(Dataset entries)
┏━━

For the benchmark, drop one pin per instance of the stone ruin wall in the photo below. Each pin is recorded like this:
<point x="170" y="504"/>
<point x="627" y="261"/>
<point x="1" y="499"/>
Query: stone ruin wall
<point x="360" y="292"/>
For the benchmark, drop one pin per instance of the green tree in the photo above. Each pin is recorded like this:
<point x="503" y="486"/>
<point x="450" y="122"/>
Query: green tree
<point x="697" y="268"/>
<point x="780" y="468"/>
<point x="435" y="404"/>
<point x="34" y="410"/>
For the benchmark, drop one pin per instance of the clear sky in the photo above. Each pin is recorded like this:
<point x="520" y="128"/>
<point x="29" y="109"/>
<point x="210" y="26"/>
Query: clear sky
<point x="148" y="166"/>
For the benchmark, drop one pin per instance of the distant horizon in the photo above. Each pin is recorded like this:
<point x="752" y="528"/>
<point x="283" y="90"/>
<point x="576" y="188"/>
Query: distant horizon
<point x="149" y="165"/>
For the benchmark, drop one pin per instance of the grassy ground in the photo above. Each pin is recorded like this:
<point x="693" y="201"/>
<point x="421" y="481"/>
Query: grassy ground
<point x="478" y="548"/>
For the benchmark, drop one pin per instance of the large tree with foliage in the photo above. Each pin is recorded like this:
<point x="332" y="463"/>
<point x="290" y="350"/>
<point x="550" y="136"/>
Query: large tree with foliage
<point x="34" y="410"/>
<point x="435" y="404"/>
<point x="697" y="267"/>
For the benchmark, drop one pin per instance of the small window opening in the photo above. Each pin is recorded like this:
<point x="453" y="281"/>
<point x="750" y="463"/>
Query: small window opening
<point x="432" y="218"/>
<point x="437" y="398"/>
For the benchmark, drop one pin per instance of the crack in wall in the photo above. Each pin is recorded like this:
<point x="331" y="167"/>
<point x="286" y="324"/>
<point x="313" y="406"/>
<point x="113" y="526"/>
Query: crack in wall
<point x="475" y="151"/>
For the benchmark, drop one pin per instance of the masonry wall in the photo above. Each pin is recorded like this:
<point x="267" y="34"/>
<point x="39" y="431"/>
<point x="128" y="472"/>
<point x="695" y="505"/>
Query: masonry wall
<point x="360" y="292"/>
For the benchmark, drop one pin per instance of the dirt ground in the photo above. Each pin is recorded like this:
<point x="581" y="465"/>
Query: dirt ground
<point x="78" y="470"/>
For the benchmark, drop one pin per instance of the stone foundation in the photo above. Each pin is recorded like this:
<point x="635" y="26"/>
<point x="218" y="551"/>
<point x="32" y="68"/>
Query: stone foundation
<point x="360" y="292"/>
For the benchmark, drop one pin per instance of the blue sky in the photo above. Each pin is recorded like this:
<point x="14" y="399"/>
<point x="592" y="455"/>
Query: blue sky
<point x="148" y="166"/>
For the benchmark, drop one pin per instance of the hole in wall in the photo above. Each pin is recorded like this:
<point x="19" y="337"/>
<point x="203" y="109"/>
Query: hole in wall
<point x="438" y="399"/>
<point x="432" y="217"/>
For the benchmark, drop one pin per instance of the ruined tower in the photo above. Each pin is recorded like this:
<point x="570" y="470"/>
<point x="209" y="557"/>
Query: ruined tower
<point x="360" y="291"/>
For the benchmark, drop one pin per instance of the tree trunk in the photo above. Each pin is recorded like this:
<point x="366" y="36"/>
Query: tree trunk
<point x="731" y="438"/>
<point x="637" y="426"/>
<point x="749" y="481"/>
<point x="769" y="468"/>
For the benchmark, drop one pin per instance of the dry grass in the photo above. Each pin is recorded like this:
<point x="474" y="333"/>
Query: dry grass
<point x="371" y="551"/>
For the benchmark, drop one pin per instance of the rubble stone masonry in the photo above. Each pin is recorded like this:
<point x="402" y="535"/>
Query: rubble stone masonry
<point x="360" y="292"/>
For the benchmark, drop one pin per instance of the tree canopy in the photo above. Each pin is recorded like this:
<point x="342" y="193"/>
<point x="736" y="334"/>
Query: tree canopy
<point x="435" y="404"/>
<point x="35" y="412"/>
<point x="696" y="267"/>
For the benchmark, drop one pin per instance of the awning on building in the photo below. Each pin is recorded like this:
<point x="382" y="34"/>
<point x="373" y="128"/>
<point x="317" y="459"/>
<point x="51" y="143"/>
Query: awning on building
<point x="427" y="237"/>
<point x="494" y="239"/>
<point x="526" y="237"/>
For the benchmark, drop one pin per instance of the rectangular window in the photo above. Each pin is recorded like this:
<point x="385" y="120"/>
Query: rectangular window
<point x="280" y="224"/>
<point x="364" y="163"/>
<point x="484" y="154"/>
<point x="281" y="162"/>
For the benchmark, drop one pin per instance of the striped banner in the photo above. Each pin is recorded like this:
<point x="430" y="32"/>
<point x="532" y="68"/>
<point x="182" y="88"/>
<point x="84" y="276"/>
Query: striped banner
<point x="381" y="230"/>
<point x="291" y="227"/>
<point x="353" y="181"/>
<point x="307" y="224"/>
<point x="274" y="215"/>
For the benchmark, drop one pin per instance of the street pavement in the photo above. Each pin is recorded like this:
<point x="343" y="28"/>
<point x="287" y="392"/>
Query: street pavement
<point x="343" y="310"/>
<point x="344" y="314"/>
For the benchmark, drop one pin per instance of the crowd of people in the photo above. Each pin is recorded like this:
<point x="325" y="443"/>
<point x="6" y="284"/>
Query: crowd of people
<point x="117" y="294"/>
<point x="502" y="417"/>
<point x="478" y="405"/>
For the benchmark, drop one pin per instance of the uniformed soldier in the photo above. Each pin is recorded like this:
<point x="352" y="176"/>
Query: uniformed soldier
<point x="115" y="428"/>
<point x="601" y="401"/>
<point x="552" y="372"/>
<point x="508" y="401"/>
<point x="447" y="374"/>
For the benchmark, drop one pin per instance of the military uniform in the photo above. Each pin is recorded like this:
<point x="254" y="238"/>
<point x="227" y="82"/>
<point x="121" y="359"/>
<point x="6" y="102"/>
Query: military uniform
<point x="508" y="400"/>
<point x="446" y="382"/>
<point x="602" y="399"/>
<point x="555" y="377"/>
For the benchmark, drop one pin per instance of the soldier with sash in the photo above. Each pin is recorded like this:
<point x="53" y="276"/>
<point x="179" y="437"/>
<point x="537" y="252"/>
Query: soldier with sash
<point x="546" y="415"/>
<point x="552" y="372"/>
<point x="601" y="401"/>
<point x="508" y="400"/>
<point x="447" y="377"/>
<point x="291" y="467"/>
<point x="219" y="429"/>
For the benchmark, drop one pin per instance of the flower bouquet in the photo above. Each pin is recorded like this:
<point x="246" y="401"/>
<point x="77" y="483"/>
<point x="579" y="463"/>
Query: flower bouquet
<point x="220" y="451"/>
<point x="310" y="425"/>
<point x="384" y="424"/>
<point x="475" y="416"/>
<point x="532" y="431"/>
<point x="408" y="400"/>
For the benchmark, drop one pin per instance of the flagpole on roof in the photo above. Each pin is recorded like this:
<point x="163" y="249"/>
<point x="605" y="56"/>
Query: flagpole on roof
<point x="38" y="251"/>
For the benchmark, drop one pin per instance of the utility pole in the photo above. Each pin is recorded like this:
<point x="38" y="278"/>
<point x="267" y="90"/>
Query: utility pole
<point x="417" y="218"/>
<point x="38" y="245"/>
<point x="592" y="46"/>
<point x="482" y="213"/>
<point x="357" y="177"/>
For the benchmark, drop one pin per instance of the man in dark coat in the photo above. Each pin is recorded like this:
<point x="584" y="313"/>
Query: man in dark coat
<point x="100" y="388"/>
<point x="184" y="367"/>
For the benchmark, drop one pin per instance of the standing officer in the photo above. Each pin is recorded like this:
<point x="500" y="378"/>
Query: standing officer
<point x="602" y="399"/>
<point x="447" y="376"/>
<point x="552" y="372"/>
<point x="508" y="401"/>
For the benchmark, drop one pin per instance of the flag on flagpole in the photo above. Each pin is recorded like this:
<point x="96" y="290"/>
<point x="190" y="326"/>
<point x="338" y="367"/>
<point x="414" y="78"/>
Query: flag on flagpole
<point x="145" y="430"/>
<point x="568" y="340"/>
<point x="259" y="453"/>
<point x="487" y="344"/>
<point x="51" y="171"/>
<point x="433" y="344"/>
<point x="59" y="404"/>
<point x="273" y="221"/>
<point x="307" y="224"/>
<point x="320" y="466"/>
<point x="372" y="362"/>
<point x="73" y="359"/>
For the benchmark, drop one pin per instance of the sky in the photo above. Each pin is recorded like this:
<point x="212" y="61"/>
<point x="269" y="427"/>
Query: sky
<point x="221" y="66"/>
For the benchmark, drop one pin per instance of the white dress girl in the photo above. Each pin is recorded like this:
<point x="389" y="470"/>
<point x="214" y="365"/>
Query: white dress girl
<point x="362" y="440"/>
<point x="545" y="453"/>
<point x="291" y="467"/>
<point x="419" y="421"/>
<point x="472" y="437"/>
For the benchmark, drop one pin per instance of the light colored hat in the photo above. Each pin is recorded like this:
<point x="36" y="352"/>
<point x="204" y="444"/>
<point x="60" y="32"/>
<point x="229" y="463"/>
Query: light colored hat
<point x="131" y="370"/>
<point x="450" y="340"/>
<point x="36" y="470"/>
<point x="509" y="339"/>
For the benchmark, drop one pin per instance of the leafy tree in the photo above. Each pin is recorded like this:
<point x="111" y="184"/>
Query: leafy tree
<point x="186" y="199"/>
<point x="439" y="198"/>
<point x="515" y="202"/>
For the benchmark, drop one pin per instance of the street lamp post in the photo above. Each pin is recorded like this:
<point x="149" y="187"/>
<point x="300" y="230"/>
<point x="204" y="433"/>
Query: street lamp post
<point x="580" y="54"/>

┗━━

Leave out every line before the one containing "For the benchmark, drop one pin per instance of the light"; set down that line and all remaining lines of the material exactly.

▶ Right answer
For the benchmark, drop one pin per instance of the light colored hat in the photo above. Each pin is recorded like this:
<point x="36" y="352"/>
<point x="204" y="444"/>
<point x="60" y="32"/>
<point x="229" y="463"/>
Query: light colored hat
<point x="131" y="370"/>
<point x="450" y="340"/>
<point x="36" y="470"/>
<point x="509" y="339"/>
For the benchmark, drop one pin per instance of the leafy tree in the photo above. Each pin is recorded like this:
<point x="111" y="184"/>
Query: leafy tree
<point x="186" y="199"/>
<point x="439" y="198"/>
<point x="515" y="202"/>
For the benchmark, drop one pin per instance of the street lamp post in the photo above. Each pin is recorded like this:
<point x="149" y="187"/>
<point x="300" y="230"/>
<point x="204" y="433"/>
Query: street lamp post
<point x="580" y="54"/>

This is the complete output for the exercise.